§ **TASK INSTRUCTIONS**
Format every line of the data below as a JSON list of strings, one string per line, with blank lines omitted and the pictures left out.

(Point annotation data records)
•••••

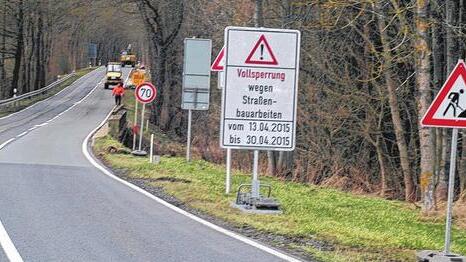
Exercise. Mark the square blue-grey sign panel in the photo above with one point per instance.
(196, 74)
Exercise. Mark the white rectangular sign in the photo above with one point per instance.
(259, 100)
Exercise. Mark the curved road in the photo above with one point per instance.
(56, 206)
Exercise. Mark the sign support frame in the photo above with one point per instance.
(451, 188)
(142, 126)
(135, 123)
(188, 142)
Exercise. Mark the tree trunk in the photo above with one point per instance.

•••••

§ **COMPLETE RESPONSE**
[
  "Exercise. Mark the square blue-grey sign panel in the photo above with one point per instance.",
  "(196, 74)",
  "Exercise. Mark the white rectangular sign in the photo above with one point per instance.",
  "(259, 100)",
  "Exercise. Mark the curved road in the photo above with one point per instance.",
  "(56, 206)",
  "Exercise. Mark the sign support frame in the photo above with one point per instance.",
  "(451, 188)",
  "(142, 126)",
  "(135, 123)",
  "(188, 142)",
  "Exercise. Mark the tree trunk in the photo above with one point per instance."
]